### Assignment
A faithful repeat of all the records, with no image kept, is the required answer.

### Material to process
►

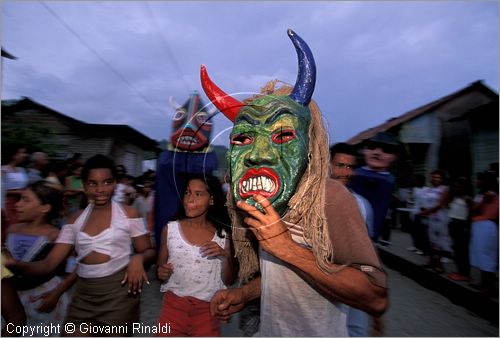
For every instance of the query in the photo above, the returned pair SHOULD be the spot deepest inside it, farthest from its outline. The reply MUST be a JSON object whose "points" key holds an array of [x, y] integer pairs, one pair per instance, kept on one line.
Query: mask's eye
{"points": [[202, 119], [283, 136], [241, 139], [179, 115]]}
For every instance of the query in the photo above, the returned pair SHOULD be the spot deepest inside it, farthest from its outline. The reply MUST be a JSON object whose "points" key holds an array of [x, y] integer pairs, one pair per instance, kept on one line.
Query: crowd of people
{"points": [[447, 221]]}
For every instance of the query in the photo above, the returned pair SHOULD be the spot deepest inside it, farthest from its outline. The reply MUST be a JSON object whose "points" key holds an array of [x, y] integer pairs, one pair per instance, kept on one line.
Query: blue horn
{"points": [[306, 77]]}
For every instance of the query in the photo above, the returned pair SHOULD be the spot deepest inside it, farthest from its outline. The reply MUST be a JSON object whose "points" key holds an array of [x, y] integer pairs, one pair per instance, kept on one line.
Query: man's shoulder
{"points": [[333, 186]]}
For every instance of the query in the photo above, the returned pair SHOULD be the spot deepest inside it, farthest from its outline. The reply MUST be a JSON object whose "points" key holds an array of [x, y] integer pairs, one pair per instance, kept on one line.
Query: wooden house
{"points": [[65, 136], [457, 133]]}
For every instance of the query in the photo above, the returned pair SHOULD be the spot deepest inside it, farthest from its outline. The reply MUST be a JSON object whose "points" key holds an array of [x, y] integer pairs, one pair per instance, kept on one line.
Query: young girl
{"points": [[195, 260], [102, 235], [44, 299], [484, 232]]}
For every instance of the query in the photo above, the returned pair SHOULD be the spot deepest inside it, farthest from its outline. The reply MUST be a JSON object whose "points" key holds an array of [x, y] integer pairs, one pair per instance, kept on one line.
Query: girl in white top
{"points": [[195, 260], [102, 235]]}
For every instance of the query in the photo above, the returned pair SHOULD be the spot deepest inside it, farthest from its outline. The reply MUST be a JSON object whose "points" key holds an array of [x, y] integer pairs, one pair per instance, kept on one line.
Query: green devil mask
{"points": [[269, 141]]}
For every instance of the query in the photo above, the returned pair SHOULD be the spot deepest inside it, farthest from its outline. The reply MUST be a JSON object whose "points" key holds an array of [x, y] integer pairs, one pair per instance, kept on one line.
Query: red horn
{"points": [[228, 105]]}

◄

### Solution to the problem
For every instance of the query in the photo above, the returned pair SHOULD be the spot deepest inside it, farthest from its outline. The reply MUST be a JSON object whose "points" key holds an array of [x, y] integer pairs, one pair per instance, kept on one line.
Query: mask's eye
{"points": [[202, 119], [283, 136], [241, 139], [179, 115]]}
For every instance of the query in the photo above, the returned pair SHOULD be the spot deepest inside it, farthest from its outline. The reply MUST be a JSON object whose "points" key holds an array of [x, y] integer pairs, one pair per instance, kept on one line.
Query: crowd of people
{"points": [[447, 221]]}
For every instance of the query in the photo above, the returned pair SHOULD be the spot deepest inside it, farthest from its outline. The reply MUST be a JSON object whose "points" key holds an array of [x, y] integer pairs, one pair per instance, kept on one line.
Query: blue horn
{"points": [[306, 77]]}
For every instance of the query in the photo above, the returned pair SHOULD be the spot deepest inside it, farthest from its outline. The reply MUST be a JSON object whose "points" key holds an array of [x, y] integer pairs, one pair per instance, kept on one line.
Query: man's shoulder
{"points": [[333, 186]]}
For every instance of the query in the photo above, the returned pair SHOULD be the spot deepest inside it, farthest from its outline. The reply MUST be a JSON object whose "points" key holds an array of [x, y] integer pairs, one pair per instance, kept on one line.
Query: wooden house
{"points": [[65, 136], [457, 133]]}
For every instance of the query in the photo above, the returned pair SHOULD be the spot deepest inside it, farthest from its outline. The reply MUST be a JSON object whose "points" key holds an array of [x, y] integer pairs, one pair per instance, kept on one line.
Query: young girl
{"points": [[195, 260], [102, 235], [44, 299], [484, 232]]}
For every instance of the query in the photo above, the returned pair SHOULD be the spot deepest inside it, farthest from its outline. The reply MUST be a JSON object whose "points" key holds an array of [x, y] integer pairs, one pair per instance, kept on one line.
Query: girl in white top
{"points": [[195, 260], [102, 235]]}
For every instance of the query in the photo above, the returned pair SHOULD be the spot deepest inside it, farthest from its outline. The reply MUST be a JSON object whose "points" key holds an array of [x, y] integer pairs, one pair per instance, kept on one line.
Query: green devil mask
{"points": [[269, 141]]}
For every instance of the query in the photo above, the returned pair SHOULD be the spot deepest inside it, farthest from its outline. The reply MUST be a JSON object whose "points" key holds an array of [x, y] integer pairs, one pair per instance, kept on one line.
Query: red horn
{"points": [[228, 105]]}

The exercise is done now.